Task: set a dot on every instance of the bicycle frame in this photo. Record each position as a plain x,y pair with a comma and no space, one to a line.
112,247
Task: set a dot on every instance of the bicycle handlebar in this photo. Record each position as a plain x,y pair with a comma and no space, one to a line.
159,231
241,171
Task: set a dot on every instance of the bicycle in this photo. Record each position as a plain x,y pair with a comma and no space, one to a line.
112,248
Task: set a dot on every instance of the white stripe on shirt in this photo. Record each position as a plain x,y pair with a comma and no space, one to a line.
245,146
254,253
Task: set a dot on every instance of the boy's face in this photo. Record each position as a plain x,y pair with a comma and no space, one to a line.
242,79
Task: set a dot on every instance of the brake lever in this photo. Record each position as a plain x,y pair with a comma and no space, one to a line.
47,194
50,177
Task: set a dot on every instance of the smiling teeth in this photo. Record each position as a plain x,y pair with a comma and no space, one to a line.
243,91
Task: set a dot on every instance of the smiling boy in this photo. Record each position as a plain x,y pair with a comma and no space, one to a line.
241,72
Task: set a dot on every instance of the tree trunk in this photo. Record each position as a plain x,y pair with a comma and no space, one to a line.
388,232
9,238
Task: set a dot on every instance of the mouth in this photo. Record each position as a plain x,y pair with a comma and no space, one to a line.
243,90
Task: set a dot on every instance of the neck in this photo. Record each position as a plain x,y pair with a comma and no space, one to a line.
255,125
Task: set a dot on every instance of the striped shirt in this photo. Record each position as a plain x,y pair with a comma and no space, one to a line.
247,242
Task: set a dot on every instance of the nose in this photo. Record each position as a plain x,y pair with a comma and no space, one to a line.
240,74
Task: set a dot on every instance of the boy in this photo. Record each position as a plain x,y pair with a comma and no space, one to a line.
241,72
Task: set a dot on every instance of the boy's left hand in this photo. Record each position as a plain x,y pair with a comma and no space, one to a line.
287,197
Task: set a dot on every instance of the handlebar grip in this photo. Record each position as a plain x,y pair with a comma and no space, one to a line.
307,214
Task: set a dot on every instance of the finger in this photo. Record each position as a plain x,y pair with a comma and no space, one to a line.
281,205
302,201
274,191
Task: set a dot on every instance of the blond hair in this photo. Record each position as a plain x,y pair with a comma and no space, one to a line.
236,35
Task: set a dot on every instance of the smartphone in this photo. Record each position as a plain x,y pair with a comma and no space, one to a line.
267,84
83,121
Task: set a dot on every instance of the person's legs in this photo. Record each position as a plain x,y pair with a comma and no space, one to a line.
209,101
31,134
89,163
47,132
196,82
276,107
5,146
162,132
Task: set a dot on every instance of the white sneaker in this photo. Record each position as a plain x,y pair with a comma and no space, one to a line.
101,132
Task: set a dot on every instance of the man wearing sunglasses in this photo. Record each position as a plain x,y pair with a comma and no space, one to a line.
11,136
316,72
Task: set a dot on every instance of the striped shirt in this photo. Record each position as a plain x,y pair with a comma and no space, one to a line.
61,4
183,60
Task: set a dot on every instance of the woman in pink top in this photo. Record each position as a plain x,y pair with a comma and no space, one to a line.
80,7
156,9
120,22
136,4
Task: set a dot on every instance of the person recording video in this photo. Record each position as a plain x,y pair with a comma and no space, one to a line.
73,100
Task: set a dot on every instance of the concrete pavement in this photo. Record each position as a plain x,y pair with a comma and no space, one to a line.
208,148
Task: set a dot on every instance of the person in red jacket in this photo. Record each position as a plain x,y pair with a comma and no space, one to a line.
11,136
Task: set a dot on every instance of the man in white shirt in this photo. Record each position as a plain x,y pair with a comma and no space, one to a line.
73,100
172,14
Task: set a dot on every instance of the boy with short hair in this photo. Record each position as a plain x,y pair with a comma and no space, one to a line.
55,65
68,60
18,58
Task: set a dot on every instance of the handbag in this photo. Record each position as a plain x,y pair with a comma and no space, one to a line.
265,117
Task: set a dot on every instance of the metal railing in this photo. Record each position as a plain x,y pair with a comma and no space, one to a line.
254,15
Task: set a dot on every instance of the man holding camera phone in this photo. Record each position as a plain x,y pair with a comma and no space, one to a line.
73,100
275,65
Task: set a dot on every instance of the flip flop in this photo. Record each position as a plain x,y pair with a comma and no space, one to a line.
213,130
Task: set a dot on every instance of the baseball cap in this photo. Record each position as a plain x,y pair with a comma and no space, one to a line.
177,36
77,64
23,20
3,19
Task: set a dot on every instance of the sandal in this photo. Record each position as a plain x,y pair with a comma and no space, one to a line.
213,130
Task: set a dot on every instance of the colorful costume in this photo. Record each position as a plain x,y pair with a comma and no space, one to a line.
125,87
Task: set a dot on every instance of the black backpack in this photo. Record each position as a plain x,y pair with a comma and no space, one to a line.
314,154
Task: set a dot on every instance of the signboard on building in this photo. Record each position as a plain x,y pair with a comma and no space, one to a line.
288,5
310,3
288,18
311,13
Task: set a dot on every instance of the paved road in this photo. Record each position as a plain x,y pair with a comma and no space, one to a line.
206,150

==

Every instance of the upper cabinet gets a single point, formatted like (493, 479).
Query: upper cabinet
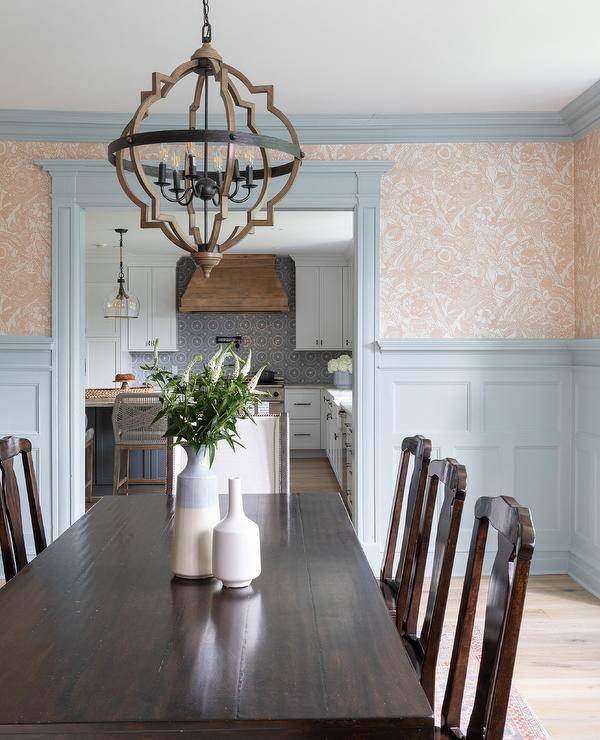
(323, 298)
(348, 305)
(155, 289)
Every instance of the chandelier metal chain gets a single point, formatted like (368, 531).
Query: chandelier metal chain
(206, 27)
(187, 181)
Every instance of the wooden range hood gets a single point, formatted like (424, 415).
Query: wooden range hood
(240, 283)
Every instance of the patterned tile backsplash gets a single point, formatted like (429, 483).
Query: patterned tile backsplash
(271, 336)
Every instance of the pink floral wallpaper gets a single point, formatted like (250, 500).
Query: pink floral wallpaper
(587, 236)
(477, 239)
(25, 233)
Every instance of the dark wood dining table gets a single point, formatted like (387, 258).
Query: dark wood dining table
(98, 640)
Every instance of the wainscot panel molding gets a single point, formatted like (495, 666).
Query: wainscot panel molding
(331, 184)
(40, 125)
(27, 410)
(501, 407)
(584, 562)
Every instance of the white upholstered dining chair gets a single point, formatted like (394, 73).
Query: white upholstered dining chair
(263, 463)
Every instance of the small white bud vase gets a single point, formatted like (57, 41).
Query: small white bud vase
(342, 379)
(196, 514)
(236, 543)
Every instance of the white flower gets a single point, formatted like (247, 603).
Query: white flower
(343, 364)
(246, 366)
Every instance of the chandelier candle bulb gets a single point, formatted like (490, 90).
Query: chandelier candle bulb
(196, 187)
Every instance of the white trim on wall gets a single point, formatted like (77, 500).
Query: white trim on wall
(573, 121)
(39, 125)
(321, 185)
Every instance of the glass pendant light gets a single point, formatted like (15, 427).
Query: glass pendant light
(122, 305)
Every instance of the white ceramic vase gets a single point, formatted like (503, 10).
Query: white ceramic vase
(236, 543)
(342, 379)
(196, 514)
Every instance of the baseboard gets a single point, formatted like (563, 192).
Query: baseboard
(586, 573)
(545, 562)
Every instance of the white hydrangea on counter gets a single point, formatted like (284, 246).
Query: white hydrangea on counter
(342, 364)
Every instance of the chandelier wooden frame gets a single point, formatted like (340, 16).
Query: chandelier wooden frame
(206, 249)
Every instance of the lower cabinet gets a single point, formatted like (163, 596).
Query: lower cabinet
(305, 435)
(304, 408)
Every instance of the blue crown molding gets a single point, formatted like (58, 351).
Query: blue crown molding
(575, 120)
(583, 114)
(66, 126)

==

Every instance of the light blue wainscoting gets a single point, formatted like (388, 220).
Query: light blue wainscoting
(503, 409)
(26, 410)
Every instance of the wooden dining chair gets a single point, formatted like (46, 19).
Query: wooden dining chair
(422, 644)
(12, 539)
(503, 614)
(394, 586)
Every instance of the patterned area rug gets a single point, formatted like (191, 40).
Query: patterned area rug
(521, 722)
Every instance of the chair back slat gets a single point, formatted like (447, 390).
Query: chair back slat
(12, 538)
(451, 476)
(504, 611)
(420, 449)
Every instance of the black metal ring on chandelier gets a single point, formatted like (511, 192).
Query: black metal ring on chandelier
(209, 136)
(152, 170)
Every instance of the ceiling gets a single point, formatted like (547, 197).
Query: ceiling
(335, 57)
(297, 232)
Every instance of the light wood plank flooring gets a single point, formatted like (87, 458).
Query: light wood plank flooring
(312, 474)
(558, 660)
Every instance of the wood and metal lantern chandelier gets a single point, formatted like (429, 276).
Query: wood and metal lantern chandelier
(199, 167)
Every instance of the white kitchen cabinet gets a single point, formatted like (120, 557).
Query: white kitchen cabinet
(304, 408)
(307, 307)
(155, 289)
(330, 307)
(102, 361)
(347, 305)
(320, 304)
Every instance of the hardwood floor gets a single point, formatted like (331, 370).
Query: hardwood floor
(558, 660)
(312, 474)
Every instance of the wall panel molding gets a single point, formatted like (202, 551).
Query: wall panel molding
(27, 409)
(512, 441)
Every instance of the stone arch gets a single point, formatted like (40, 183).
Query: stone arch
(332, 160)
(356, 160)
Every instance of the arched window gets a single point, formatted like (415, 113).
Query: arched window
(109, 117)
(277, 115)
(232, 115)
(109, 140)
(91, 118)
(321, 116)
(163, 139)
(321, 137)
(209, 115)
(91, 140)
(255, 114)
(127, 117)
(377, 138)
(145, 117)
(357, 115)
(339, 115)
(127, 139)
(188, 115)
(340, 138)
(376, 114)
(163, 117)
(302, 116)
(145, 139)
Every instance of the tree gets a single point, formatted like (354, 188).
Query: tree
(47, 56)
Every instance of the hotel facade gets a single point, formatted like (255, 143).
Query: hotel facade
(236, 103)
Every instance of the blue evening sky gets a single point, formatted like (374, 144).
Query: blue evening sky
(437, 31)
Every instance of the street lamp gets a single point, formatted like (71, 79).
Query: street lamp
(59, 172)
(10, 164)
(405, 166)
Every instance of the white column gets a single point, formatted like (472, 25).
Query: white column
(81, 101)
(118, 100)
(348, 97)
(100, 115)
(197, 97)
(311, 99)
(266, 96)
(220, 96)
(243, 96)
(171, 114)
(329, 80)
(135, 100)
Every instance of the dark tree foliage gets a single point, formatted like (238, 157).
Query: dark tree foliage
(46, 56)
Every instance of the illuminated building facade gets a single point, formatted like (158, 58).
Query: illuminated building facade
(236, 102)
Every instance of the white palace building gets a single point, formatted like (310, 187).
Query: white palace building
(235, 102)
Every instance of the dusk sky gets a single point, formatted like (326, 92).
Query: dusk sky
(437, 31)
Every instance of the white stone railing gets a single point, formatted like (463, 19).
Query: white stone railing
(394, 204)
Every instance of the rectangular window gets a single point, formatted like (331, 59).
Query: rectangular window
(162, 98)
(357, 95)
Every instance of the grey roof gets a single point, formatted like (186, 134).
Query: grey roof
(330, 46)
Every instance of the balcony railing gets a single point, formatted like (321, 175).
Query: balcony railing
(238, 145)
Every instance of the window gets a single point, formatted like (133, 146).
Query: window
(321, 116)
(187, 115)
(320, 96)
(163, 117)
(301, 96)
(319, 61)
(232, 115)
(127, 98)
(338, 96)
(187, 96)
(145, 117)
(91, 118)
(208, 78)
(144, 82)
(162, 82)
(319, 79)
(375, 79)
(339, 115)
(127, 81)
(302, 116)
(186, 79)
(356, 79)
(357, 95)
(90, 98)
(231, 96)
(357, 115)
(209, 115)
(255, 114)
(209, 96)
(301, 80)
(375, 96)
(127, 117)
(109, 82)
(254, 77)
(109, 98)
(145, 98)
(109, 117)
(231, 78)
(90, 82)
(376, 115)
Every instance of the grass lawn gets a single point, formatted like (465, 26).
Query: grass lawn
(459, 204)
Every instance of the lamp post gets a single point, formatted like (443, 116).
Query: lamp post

• How to complete this task: All lines of the records above that contain the word "post" are to be copied out.

• Response to this exercise:
Every instance of the lamp post gets a single point, formatted like (443, 116).
Query: lamp post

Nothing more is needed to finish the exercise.